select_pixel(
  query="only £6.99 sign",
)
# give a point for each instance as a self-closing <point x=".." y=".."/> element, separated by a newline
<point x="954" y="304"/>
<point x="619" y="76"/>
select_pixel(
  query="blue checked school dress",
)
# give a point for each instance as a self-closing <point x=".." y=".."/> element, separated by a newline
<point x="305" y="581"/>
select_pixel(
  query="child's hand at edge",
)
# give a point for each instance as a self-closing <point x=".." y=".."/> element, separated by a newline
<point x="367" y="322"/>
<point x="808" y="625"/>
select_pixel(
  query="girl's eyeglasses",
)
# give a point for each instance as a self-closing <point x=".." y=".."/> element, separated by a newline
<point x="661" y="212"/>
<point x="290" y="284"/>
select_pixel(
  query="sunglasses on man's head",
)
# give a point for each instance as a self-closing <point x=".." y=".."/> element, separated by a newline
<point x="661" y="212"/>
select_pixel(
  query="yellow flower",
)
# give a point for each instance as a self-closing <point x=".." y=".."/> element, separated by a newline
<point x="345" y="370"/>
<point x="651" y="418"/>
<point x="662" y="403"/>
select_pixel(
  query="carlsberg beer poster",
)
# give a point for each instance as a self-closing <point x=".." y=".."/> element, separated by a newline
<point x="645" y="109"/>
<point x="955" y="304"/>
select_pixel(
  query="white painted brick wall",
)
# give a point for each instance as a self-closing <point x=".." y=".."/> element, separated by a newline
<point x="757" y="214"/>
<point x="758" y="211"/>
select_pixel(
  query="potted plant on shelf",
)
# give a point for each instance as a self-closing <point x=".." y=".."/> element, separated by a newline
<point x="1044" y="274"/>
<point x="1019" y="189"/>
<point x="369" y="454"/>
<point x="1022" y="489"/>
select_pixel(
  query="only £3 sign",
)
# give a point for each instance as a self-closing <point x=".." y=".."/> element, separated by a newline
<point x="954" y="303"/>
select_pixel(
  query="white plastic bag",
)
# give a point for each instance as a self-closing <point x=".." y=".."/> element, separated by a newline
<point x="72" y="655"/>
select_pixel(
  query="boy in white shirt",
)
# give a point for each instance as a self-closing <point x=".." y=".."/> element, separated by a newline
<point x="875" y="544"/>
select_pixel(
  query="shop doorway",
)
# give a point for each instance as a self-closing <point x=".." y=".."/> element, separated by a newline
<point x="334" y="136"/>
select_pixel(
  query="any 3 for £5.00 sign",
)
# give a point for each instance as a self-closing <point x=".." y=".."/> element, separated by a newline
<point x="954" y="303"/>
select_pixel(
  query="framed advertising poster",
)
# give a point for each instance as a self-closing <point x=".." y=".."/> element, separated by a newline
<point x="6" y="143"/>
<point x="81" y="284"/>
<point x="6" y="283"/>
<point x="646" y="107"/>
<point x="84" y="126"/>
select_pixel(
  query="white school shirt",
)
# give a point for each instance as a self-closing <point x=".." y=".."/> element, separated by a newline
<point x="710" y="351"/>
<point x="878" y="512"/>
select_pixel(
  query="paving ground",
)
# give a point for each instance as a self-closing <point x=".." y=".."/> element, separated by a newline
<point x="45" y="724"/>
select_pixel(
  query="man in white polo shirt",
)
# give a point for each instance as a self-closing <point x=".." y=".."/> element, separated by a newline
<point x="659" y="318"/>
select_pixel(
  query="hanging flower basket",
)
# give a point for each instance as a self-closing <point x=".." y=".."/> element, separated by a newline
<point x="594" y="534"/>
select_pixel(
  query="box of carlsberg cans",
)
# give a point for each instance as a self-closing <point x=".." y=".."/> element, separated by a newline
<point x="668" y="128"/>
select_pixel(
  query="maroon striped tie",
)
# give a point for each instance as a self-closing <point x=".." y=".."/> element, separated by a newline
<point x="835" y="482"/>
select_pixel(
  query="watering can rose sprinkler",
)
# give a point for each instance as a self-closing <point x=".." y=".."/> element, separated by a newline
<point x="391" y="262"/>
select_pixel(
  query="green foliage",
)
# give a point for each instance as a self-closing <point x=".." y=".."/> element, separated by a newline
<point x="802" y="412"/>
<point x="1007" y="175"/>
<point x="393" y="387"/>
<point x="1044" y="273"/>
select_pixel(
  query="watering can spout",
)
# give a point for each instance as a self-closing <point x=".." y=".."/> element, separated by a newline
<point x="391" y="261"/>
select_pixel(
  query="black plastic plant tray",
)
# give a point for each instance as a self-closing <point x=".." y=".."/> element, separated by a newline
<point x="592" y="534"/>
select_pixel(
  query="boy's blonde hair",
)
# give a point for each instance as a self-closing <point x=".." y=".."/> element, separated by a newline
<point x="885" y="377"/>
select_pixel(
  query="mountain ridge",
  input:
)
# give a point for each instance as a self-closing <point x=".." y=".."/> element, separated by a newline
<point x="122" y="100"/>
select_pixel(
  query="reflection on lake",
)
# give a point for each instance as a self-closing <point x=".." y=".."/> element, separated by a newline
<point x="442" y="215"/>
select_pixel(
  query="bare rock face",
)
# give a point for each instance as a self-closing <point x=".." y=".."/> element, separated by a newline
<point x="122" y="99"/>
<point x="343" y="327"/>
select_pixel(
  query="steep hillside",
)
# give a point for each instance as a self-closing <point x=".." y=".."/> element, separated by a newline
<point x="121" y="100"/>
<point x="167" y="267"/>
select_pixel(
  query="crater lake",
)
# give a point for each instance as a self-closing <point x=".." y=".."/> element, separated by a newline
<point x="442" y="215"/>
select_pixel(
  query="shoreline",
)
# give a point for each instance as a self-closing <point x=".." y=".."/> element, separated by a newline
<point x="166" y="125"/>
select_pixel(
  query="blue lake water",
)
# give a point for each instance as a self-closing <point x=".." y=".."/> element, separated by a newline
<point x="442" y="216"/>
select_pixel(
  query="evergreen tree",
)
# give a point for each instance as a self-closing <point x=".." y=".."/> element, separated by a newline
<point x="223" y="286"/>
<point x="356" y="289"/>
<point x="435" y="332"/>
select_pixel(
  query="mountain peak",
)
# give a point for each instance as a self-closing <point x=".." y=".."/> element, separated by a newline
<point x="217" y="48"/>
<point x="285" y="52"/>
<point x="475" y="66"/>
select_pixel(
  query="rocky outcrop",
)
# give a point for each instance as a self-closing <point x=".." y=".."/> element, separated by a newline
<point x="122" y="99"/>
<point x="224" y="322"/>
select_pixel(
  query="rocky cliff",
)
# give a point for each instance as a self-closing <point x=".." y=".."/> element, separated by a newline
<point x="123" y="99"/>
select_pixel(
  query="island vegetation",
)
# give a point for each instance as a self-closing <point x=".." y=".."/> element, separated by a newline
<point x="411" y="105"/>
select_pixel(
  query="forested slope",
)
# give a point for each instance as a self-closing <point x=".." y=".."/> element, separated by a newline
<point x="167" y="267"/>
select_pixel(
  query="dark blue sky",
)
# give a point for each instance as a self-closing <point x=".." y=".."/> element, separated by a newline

+-------+

▶ _Task goal_:
All entries given above are to be printed again exactly.

▶ _Exercise output_:
select_pixel(
  query="only £6.99 sign",
)
# give a point for each instance as a self-closing <point x=".." y=".."/> element, separated by a newline
<point x="954" y="304"/>
<point x="619" y="76"/>
select_pixel(
  query="blue checked school dress",
)
# give a point for each instance as a self-closing <point x=".." y=".."/> element, separated by a newline
<point x="305" y="581"/>
select_pixel(
  query="child's hand at edge",
)
# give a point for each instance as a self-closing <point x=".." y=".."/> element, separated by a newline
<point x="367" y="322"/>
<point x="808" y="625"/>
select_pixel(
  query="girl's eyeglasses",
)
# give a point for each instance as a self-closing <point x=".." y=".."/> element, separated by a newline
<point x="661" y="212"/>
<point x="290" y="284"/>
select_pixel(
  query="sunglasses on man's head",
)
# give a point for each instance as a self-closing <point x=".." y=".."/> element, separated by a newline
<point x="661" y="212"/>
select_pixel(
  query="yellow flower",
)
# give a point for each instance as a self-closing <point x=".." y=".."/> element, separated by a newline
<point x="345" y="370"/>
<point x="651" y="418"/>
<point x="662" y="403"/>
select_pixel(
  query="carlsberg beer poster",
)
# give a point for each instance as a self-closing <point x=".." y=".."/> element, separated by a newline
<point x="645" y="109"/>
<point x="955" y="304"/>
select_pixel(
  query="white painted brick wall",
)
# give a point for each instance as a self-closing <point x=".." y=".."/> element, separated by a newline
<point x="757" y="214"/>
<point x="758" y="211"/>
select_pixel(
  query="potted plant on shelf",
)
# give a point for each instance as a self-closing <point x=".." y=".."/> element, separated by a newline
<point x="1044" y="274"/>
<point x="1019" y="189"/>
<point x="369" y="454"/>
<point x="1022" y="489"/>
select_pixel(
  query="only £3 sign",
)
# give a point for each instance as a self-closing <point x=".." y=".."/> element, separated by a newline
<point x="954" y="303"/>
select_pixel(
  query="white plastic bag",
)
# give a point for each instance as a self-closing <point x=".." y=".."/> element, separated by a newline
<point x="72" y="655"/>
select_pixel(
  query="boy in white shirt",
)
# give a point for each instance as a self-closing <point x=".." y=".."/> element, separated by a newline
<point x="875" y="544"/>
select_pixel(
  query="shop doorway",
)
# give a point for each instance as a self-closing <point x=".." y=".."/> element, separated by a newline
<point x="334" y="136"/>
select_pixel(
  query="any 3 for £5.00 sign",
)
# give a point for each instance as a self-closing <point x=".." y=".."/> element, separated by a newline
<point x="954" y="303"/>
select_pixel(
  query="framed advertising poster",
)
# give a point for each instance as a self-closing <point x=".." y=".."/> element, separated by a newline
<point x="6" y="143"/>
<point x="81" y="284"/>
<point x="6" y="283"/>
<point x="646" y="107"/>
<point x="84" y="126"/>
select_pixel(
  query="white school shirt",
)
# give a point for each instance as a self-closing <point x=".." y=".."/> element, separated by a newline
<point x="710" y="351"/>
<point x="878" y="512"/>
select_pixel(
  query="paving ground",
)
# give a point for each instance as a self-closing <point x=".." y=".."/> element, separated by a newline
<point x="45" y="724"/>
select_pixel(
  query="man in white polo shirt",
)
# give a point for each instance as a self-closing <point x=".." y=".."/> element, separated by a newline
<point x="659" y="318"/>
select_pixel(
  query="hanging flower basket",
)
# give a point for each instance as a self-closing <point x=".." y=".."/> element, separated by a newline
<point x="594" y="534"/>
select_pixel(
  query="box of carlsberg cans",
)
# give a point for each instance as a self-closing <point x=".." y=".."/> element, separated by a newline
<point x="668" y="128"/>
select_pixel(
  query="maroon striped tie",
)
# give a point for each instance as a self-closing <point x=".." y=".."/> element, separated by a newline
<point x="835" y="482"/>
select_pixel(
  query="watering can rose sprinkler",
)
# give a point for each instance as a self-closing <point x=".." y=".."/> element, separated by a newline
<point x="391" y="262"/>
select_pixel(
  query="green foliage",
)
# give a point for each instance as a self-closing <point x=".." y=".."/> element, separated by a newline
<point x="802" y="412"/>
<point x="1007" y="175"/>
<point x="393" y="387"/>
<point x="1044" y="273"/>
select_pixel(
  query="watering can spout",
)
# give a point for each instance as a self-closing <point x=".." y=".."/> element, separated by a newline
<point x="391" y="261"/>
select_pixel(
  query="black plastic plant tray",
)
# give a point for each instance as a self-closing <point x=".." y=".."/> element, separated by a newline
<point x="592" y="534"/>
select_pixel(
  query="boy's blonde hair",
)
# give a point for each instance as a self-closing <point x=".." y=".."/> element, separated by a newline
<point x="885" y="377"/>
select_pixel(
  query="mountain ridge",
  input:
)
# give a point for each instance as a self-closing <point x=".." y=".."/> element, separated by a newline
<point x="122" y="100"/>
select_pixel(
  query="reflection on lake",
)
# give a point for each instance as a self-closing <point x=".." y=".."/> element, separated by a newline
<point x="442" y="215"/>
select_pixel(
  query="bare rock face",
)
# give a point for each instance as a self-closing <point x=".." y=".."/> element, separated by a newline
<point x="122" y="99"/>
<point x="343" y="327"/>
select_pixel(
  query="steep hillside",
)
# give a point for each instance as a self-closing <point x=".." y=".."/> element, separated by a newline
<point x="121" y="100"/>
<point x="167" y="267"/>
select_pixel(
  query="crater lake",
)
# give a point for each instance as a self-closing <point x=".." y=".."/> element, separated by a newline
<point x="442" y="215"/>
select_pixel(
  query="shoreline",
)
# give a point for each instance as a self-closing <point x=".." y=".."/> element, separated by a newline
<point x="166" y="125"/>
select_pixel(
  query="blue lake water",
)
# give a point for each instance as a self-closing <point x=".." y=".."/> element, separated by a newline
<point x="442" y="216"/>
select_pixel(
  query="evergreen tree",
)
# give a point for each instance as a self-closing <point x=".." y=".."/> element, separated by a newline
<point x="223" y="286"/>
<point x="356" y="289"/>
<point x="435" y="332"/>
select_pixel(
  query="mountain peak",
)
# give a point for each instance as a self-closing <point x=".." y=".."/> element, separated by a newline
<point x="217" y="48"/>
<point x="285" y="52"/>
<point x="475" y="66"/>
select_pixel(
  query="rocky outcrop",
)
# give a point for each instance as a self-closing <point x=".." y=".."/> element, separated by a newline
<point x="122" y="99"/>
<point x="224" y="322"/>
select_pixel(
  query="rocky cliff",
)
# give a point for each instance as a self-closing <point x=".." y=".."/> element, separated by a newline
<point x="123" y="99"/>
select_pixel(
  query="island vegetation",
)
# give a point for each instance as a self-closing <point x=".." y=".."/> element, separated by a newline
<point x="411" y="105"/>
select_pixel(
  query="forested slope",
)
# give a point for each instance as a self-closing <point x=".." y=".."/> element, separated by a newline
<point x="167" y="267"/>
select_pixel(
  query="dark blue sky",
)
# give a point for each instance as a self-closing <point x=".." y=".."/> element, separated by a newline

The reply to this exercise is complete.